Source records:
Start of Block
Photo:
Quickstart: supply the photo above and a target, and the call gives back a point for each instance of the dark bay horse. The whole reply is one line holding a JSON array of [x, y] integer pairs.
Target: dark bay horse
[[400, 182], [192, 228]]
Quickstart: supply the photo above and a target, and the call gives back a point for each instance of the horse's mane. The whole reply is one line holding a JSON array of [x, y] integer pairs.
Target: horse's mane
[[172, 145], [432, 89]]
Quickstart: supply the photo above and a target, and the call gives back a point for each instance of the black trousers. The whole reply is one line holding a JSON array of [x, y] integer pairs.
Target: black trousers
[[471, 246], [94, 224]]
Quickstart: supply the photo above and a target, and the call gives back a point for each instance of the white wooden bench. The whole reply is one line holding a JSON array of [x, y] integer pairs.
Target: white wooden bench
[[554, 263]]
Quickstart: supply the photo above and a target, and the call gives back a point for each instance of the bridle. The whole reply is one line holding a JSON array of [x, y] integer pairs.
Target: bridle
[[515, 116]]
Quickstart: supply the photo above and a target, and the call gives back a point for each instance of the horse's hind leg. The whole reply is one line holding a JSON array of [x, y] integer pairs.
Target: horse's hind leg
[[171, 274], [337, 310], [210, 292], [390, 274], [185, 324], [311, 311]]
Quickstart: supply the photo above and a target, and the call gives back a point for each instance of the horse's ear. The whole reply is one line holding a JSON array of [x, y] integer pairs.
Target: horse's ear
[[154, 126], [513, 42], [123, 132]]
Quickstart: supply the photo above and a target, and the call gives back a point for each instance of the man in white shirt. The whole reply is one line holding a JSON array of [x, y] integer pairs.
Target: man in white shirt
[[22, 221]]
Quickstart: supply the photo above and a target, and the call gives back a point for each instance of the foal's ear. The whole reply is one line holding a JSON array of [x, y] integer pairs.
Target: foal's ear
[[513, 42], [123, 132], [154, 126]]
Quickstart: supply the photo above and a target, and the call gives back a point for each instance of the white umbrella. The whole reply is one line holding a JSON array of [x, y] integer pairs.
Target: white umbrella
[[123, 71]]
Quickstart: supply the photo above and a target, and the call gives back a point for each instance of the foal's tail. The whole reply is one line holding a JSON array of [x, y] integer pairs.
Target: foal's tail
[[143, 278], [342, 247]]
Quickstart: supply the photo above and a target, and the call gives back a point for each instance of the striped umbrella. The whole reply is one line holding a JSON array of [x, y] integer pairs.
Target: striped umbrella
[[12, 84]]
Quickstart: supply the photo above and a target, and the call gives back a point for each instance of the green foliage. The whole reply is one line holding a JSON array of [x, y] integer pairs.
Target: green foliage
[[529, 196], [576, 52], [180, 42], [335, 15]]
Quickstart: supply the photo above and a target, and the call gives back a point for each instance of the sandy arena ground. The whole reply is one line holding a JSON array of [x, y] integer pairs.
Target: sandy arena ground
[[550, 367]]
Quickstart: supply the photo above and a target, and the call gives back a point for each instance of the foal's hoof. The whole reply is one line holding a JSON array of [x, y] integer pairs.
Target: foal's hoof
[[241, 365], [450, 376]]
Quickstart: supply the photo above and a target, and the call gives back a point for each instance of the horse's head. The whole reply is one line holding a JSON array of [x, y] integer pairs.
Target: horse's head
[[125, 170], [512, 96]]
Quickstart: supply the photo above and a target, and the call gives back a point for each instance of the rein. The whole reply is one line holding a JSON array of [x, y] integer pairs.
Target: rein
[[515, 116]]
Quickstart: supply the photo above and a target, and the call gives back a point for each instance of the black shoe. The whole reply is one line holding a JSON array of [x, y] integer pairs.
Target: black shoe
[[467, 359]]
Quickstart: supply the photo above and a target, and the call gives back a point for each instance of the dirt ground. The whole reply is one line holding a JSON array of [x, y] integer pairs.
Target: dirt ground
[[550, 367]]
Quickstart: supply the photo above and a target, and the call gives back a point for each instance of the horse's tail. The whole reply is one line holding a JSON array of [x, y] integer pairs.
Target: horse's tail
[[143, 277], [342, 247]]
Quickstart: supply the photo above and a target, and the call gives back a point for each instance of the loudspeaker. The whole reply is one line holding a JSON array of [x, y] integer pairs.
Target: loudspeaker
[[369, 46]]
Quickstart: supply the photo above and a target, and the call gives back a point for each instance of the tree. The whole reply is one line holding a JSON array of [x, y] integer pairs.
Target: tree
End of Block
■ Exercise aim ■
Could you give the data above again, exact in every line?

■ Output ■
Photo:
Quickstart: supply the photo above and a target, and the call gives back a point for each instance of the dark bay horse. The whole reply is one line holding a JSON array of [x, y] integer pairs.
Target: dark bay horse
[[400, 182], [192, 228]]
Quickstart: supply the photo above and a target, and the call gives back a point for each instance of the horse's mane. The whole reply is one line holding a JSON array of [x, y] integer pairs.
Target: horse's mane
[[172, 145], [432, 89]]
Quickstart: supply the photo above and a target, and the call gives back a point for each instance of the black trousers. The whole reply is one line holding a JSON array of [x, y] integer pairs.
Target: black trousers
[[471, 246], [94, 224]]
Quickstart: supply the photo above and a target, and the call gives back a point for each instance of the white wooden bench. The whole reply is one line holding a JSON array of [x, y] integer pairs.
Target: white wooden bench
[[554, 263]]
Quickstart: supply the photo above and a target, and the call gives back a point for each instance of the bridle. The whole reply is one line holding a JSON array of [x, y] integer pairs.
Target: bridle
[[515, 116]]
Quickstart: supply the photo above and a target, and the call gives back a point for each instance of the horse's hind leg. The whole reply is one line holding a JSON array of [x, y] integer pairs.
Target: horse's hind leg
[[171, 274], [337, 310], [210, 292], [390, 274], [185, 324], [311, 311]]
Quickstart: supply the photo above and a target, and the call gives back a point for each instance of the horse's ear. The whole reply is one line holding a JSON array of [x, y] integer pairs.
Target: horse's ear
[[154, 126], [513, 42], [123, 132]]
Quickstart: supply the photo above and a target, and the call gives back a point for each instance of the man in white shirt. The whole reply is one line holding a JSON array of [x, y] integer pairs.
Target: man in white shirt
[[22, 221]]
Quickstart: supply the photo above and a target, and the call gives back a point for each instance of the foal's ear. The whole reply is one line holding a JSON array of [x, y] integer pairs.
Target: foal's ear
[[513, 42], [123, 132], [154, 126]]
Quickstart: supply the photo above and a target, and the call gives back a point for each instance of the white umbrella. The whole reply is one line holding a JSON array of [x, y] integer pairs.
Target: white umbrella
[[123, 71]]
Quickstart: supply the photo above and a target, and the call gives back a point for each instance of the foal's tail. The whole reply is one line holding a JSON array of [x, y] integer pairs.
Target: foal's tail
[[143, 278], [342, 247]]
Quickstart: supply the photo above and a target, and the call gives back a point for each instance of the striped umbrella. The whole reply is one line holding a JSON array of [x, y] integer pairs.
Target: striped umbrella
[[12, 84]]
Quickstart: supply the photo above and a target, and the call gives back a point for each instance of the green foliage. The whole reply is one line holding a JSON array of [x, y] integer pairs.
Target: green foliage
[[529, 196], [576, 52], [180, 42], [335, 15]]
Quickstart: supply the photo above and a target, and the call gives back a point for each instance of the sandy arena ground. The whole reply is one line holding a JSON array of [x, y] integer pairs.
Target: sandy arena ground
[[550, 367]]
Quickstart: supply the photo above and a target, and the call gives back a point for each instance of the foal's hoof. The whole reply is one line holding a JSON array of [x, y] integer pairs.
Target: foal's hoof
[[241, 365], [450, 376]]
Quickstart: supply the photo above and a target, and the call gives back a point for each instance of the horse's head. The whole reply is one line holding a JSON array of [x, y] integer pairs.
Target: horse's head
[[125, 170], [512, 96]]
Quickstart: supply the photo above and a target, and the call gives back a point for each instance of the rein. The whole reply is one line holding a JSON array of [x, y] integer pairs.
Target: rein
[[515, 116]]
Quickstart: supply the photo above and a target, and the call gives back a point for each instance of the black shoe. The whole reply is one line holding a JSON array of [x, y] integer pairs.
Target: black shoe
[[467, 359]]
Quickstart: supply the photo above and a target, and the call gives back a point for each instance of the dirt ground. The whole reply is one line holding a JSON array of [x, y] integer pairs.
Target: dirt ground
[[550, 367]]
Quickstart: supply the photo above and a target, and the call gives back a point for each instance of the horse's tail. The whole reply is one line holding a JSON array of [x, y] integer pairs.
Target: horse's tail
[[143, 277], [342, 247]]
Quickstart: supply the photo above and a target, and the call gives back a point for each instance of the loudspeaker. The whole reply is one line holding a JSON array of [x, y] integer pairs.
Target: loudspeaker
[[369, 46]]
Quickstart: supply the photo above and a target, and the call gives back a point for each instance of the tree. The whole reply is one line holding a JSON array of [x, y] integer pairs.
Target: tree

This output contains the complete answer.